SHORT PROBLEM: Extend the essay below on broadening design approaches in Australian architecture, picking up after its final sentence.

TEXT SEGMENT:
Demaine Partnership has, in recent years, been building a portfolio of projects of remarkable stylistic diversity.  This is in contrast to the majority of Australian architectural practices who are consistent in their adherence to a modernist orthodoxy that has its origins in the mature manifestations of the modern movement, dating from the 1920s.  In this article Design Director Michael Jeffreson explores the reasons why an understanding of the broad range of architectural traditions is important in contemporary society.

 

 

Broadening Design Approaches in Contemporary Australian Architecture

 

It is interesting to compare the professional architectural scene in Australia with that in the United States.  In the US, there are a diversity of respected architectural design approaches, including design that seeks to develop the classical design language (practitioners include Robert Stern, Michael Graves), those that use traditional forms to develop new urban environments (eg. Duany Plater Zyberk, Moore Rubell Yudell) and those that work with design languages derived from the modern movement (probably the majority design direction now).  There are even large practices that encompass a variety of design approaches tailored to varying settings and programs, resulting in outcomes of quite different design character.  Pei Freed Cobb and SOM are large practices that show this tendency.  Then there are the architects of the re-emerging expressionist school of design, the primary flag bearers being architects such as Frank Gehry.

 

These architects co-exist with a high degree of professional respect between parties whose design approaches might be polar opposites.  In Australia, however, the architectural community is more polarized.  There is an almost ‘us and them’ attitude of hostility to the introduction of traditional design elements into professionally designed architecture.  Certainly, architects seeking to use a broader design language would not bother to use the architectural community as a forum for debating and developing this language.  Which seems a pity, because now, more than ever, there is a need for a more diverse approach to design and the use of design forms.

 

Hostility, in particular to traditional design languages, and the adherence to a certain aesthetic norm often alienates architects from the broader community.  We see this battle in Town Planning forums, where architects valiantly seek to promote a particular, currently fashionable comtemporary aesthetic approach against what they see as restrictive rules.  These rules seek to define urban character, seek integration with heritage environments, prescribe the use of certain materials and finishes, or require certain setbacks.  These requirements often conflict with design objectives, for instance setbacks may result in a reduction of the volumetric purity of a contemporary design approach.

 

We also see this alienation in the new residential subdivisions, where the average home owner seeks to establish affordable facsimiles of the traditional architecture found in established inner ring suburbs.  Developers seek to support these desires and, largely unsupported by the architectural community, continue to do it badly.  The reality is, the massive majority of architecture built today (and in this I include architecture not designed by architects) is traditional in form.  There are strong economic and social reasons for this.  Architects should not ignore this tendency, and they can constructively participate in directing and enhancing it.

DATASET EXCERPTS:

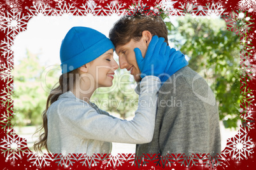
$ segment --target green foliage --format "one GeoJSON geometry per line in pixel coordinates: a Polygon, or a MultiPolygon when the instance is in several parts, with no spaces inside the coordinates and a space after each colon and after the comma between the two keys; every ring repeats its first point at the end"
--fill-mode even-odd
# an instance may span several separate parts
{"type": "Polygon", "coordinates": [[[138,107],[138,95],[134,92],[136,82],[129,73],[118,69],[110,88],[97,89],[91,101],[103,110],[115,112],[122,119],[131,115],[138,107]]]}
{"type": "Polygon", "coordinates": [[[239,118],[239,37],[227,30],[221,18],[186,16],[177,25],[166,25],[174,48],[189,57],[189,65],[203,76],[215,94],[220,119],[236,128],[239,118]]]}
{"type": "Polygon", "coordinates": [[[43,87],[45,80],[48,86],[57,81],[57,70],[49,70],[47,79],[42,79],[44,67],[40,65],[38,56],[27,51],[27,56],[15,65],[13,70],[14,101],[11,124],[15,126],[41,124],[41,113],[45,108],[49,90],[43,87]],[[53,81],[54,79],[54,81],[53,81]]]}

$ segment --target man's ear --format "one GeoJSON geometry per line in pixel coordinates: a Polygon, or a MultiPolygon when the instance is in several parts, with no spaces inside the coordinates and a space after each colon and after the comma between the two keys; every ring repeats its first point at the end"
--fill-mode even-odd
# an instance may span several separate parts
{"type": "Polygon", "coordinates": [[[149,45],[149,43],[151,41],[151,39],[152,39],[152,34],[151,34],[151,32],[149,32],[148,30],[144,30],[142,32],[142,37],[143,39],[143,41],[145,43],[146,43],[146,46],[148,47],[149,45]]]}
{"type": "Polygon", "coordinates": [[[87,73],[87,72],[88,72],[88,67],[86,65],[86,64],[85,64],[85,65],[81,66],[80,67],[79,67],[79,70],[83,73],[87,73]]]}

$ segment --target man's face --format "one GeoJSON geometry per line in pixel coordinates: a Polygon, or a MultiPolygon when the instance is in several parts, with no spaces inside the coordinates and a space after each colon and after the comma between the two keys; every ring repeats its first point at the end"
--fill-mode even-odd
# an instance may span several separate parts
{"type": "Polygon", "coordinates": [[[139,82],[141,80],[140,77],[141,71],[137,64],[134,51],[136,48],[140,49],[142,56],[144,58],[146,55],[147,46],[143,38],[139,41],[136,41],[132,39],[130,42],[125,45],[117,46],[115,51],[119,57],[120,68],[121,69],[126,69],[128,71],[130,71],[130,74],[133,75],[134,80],[136,82],[139,82]]]}

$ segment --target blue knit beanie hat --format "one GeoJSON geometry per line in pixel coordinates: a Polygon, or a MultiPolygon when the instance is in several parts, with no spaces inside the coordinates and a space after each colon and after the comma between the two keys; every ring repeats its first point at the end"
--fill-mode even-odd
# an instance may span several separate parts
{"type": "Polygon", "coordinates": [[[62,74],[80,67],[115,46],[104,34],[94,29],[74,27],[66,35],[60,46],[62,74]]]}

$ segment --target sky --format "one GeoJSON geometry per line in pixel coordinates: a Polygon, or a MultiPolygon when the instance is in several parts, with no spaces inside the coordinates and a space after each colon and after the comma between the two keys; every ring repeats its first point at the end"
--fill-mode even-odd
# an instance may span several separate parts
{"type": "Polygon", "coordinates": [[[61,41],[71,27],[90,27],[108,37],[110,30],[120,17],[117,15],[34,16],[29,21],[27,30],[18,34],[11,46],[14,65],[25,57],[26,49],[38,54],[42,65],[59,65],[61,41]]]}

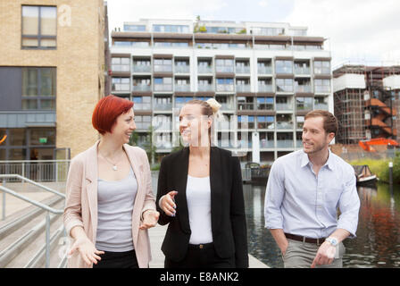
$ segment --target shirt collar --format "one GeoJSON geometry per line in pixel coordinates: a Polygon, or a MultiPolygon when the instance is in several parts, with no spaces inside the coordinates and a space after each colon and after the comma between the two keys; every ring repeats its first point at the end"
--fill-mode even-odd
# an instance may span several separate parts
{"type": "MultiPolygon", "coordinates": [[[[328,161],[325,163],[324,166],[326,165],[330,170],[333,170],[334,164],[333,164],[333,159],[332,159],[332,151],[330,151],[330,149],[328,148],[328,152],[329,153],[329,155],[328,156],[328,161]]],[[[310,165],[312,165],[312,163],[311,163],[310,159],[308,158],[307,153],[305,153],[304,150],[303,150],[303,156],[302,156],[302,160],[301,160],[301,163],[300,163],[300,166],[303,168],[303,167],[306,166],[309,164],[310,164],[310,165]]]]}

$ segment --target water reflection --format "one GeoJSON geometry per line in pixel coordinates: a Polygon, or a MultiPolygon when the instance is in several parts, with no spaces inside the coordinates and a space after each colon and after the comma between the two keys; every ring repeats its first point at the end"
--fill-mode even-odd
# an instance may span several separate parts
{"type": "MultiPolygon", "coordinates": [[[[271,267],[283,267],[280,252],[264,228],[265,187],[244,185],[249,252],[271,267]]],[[[346,240],[344,267],[400,268],[400,186],[358,188],[357,238],[346,240]]]]}

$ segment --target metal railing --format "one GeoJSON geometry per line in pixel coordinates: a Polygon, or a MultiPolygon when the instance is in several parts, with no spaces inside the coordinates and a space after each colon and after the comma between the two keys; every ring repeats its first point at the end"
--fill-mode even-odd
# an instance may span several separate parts
{"type": "MultiPolygon", "coordinates": [[[[0,161],[0,173],[19,174],[36,181],[66,181],[70,160],[0,161]]],[[[18,177],[7,178],[17,181],[18,177]]]]}
{"type": "Polygon", "coordinates": [[[53,189],[51,188],[41,185],[36,181],[33,181],[28,178],[22,177],[19,174],[2,174],[2,175],[0,175],[0,179],[3,180],[3,186],[0,186],[0,190],[3,191],[3,220],[5,219],[5,194],[6,193],[47,211],[47,214],[46,214],[46,268],[48,268],[50,265],[50,213],[58,215],[58,214],[62,214],[64,213],[64,210],[53,208],[51,206],[48,206],[45,204],[42,204],[42,203],[37,201],[37,200],[31,199],[26,196],[21,195],[21,194],[13,191],[12,189],[5,188],[4,186],[5,186],[5,179],[6,178],[17,178],[19,180],[27,181],[29,183],[31,183],[37,187],[39,187],[39,188],[45,189],[46,191],[50,191],[55,195],[58,195],[58,196],[63,198],[64,199],[65,199],[65,195],[56,191],[55,189],[53,189]]]}

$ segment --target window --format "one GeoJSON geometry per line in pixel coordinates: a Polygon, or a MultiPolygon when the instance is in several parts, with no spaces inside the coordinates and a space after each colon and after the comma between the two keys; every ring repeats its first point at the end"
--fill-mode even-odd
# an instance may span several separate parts
{"type": "Polygon", "coordinates": [[[54,49],[57,37],[57,8],[22,5],[22,48],[54,49]]]}
{"type": "Polygon", "coordinates": [[[277,91],[293,92],[293,79],[276,79],[277,91]]]}
{"type": "Polygon", "coordinates": [[[112,91],[129,91],[129,78],[112,78],[112,91]]]}
{"type": "Polygon", "coordinates": [[[315,74],[330,74],[330,63],[328,61],[314,62],[315,74]]]}
{"type": "Polygon", "coordinates": [[[22,68],[22,109],[55,110],[55,68],[22,68]]]}
{"type": "Polygon", "coordinates": [[[129,58],[113,57],[111,59],[112,72],[129,72],[129,58]]]}
{"type": "Polygon", "coordinates": [[[315,93],[330,92],[330,80],[314,80],[315,93]]]}
{"type": "Polygon", "coordinates": [[[292,74],[293,73],[293,62],[292,61],[276,61],[275,62],[275,72],[292,74]]]}

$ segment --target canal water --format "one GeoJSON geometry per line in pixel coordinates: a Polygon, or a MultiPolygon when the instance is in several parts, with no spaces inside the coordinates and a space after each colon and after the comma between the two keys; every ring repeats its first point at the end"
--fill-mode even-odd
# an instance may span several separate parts
{"type": "MultiPolygon", "coordinates": [[[[361,206],[355,239],[344,241],[345,268],[400,268],[400,186],[358,188],[361,206]]],[[[265,187],[244,185],[249,252],[271,267],[283,267],[279,248],[264,228],[265,187]]]]}

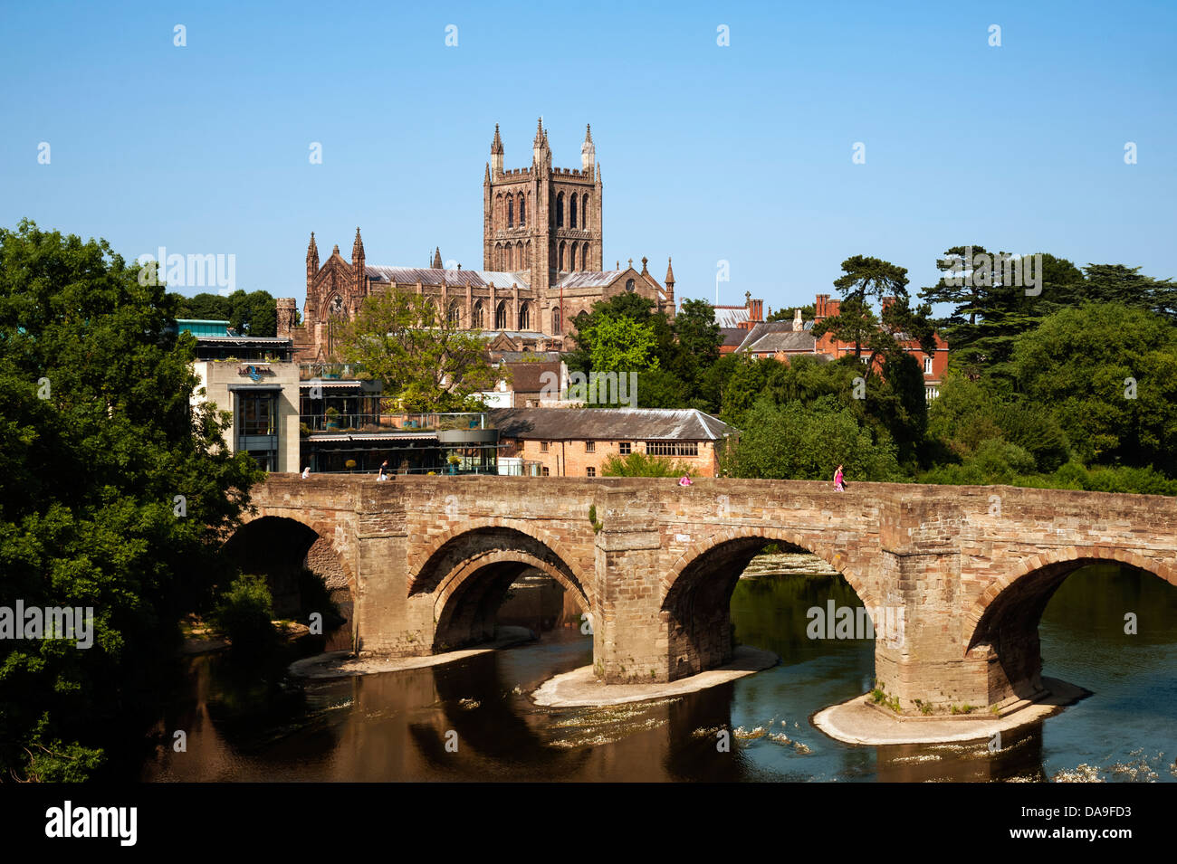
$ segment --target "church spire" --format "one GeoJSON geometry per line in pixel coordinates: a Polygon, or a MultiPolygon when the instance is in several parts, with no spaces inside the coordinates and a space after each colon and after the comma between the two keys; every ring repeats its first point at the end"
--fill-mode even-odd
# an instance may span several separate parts
{"type": "Polygon", "coordinates": [[[487,167],[487,178],[503,174],[503,139],[499,138],[499,125],[494,123],[494,140],[491,141],[491,163],[487,167]]]}
{"type": "Polygon", "coordinates": [[[314,245],[314,232],[311,232],[311,242],[306,246],[306,289],[310,296],[311,283],[315,274],[319,273],[319,247],[314,245]]]}
{"type": "Polygon", "coordinates": [[[544,118],[536,122],[536,140],[531,143],[534,165],[543,168],[552,165],[552,148],[547,145],[547,130],[544,128],[544,118]]]}
{"type": "Polygon", "coordinates": [[[352,243],[352,263],[364,260],[364,241],[360,239],[360,229],[355,228],[355,242],[352,243]]]}
{"type": "Polygon", "coordinates": [[[585,142],[580,145],[580,169],[585,174],[591,174],[596,162],[597,146],[592,142],[592,127],[585,123],[585,142]]]}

EXPECTED ANSWER:
 

To do so requires an appreciation of a broader range of architectural precedent, and an understanding of what a less dogmatic design approach may offer in particular situations.  I’d like to start with considering a few topics here.


 

The Value of a Design Language

What is better, a Neo-Georgian townhouse or a townhouse designed by Glenn Murcutt?  For architects, it’s an easy question to answer.[1]  However for a home owner who entertained formally, or was a collector, or was building in a heritage setting, or who particularly liked buildings of solid character is stone and brick, the answer might be quite different.  It’s worth positing this question because the knee jerk rejection towards particular languages is so prevalent among Australian architects today.  In the case of Murcutt, there is a passion in the rejection of certain design forms and aesthetics, reflecting a belief that those forms are generally associated with low quality reproduction of period designs, inappropriate for contemporary conditions.  However in looking deeper at the issue the only real basis for saying that one design form is inherently morally superior to another, in any particular situation, would be environmental (eg. one design results in greater waste of resources, or doesn’t last as well, or creates a degraded environment for its neighbours).  These factors do not necessarily flow from a particular aesthetic approach.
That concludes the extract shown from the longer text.